» **TASK DETAILS**:
The records below need copying. Match each line exactly.

» **Point localization data**:
[Start of Attachment]

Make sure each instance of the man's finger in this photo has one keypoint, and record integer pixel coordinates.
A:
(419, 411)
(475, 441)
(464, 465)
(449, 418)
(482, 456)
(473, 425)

[End of Attachment]

» **EXPECTED ANSWER**:
Make sure each instance of the man's finger in this photo has one keypoint, and record integer pixel coordinates.
A:
(419, 411)
(475, 441)
(464, 465)
(449, 418)
(482, 456)
(473, 425)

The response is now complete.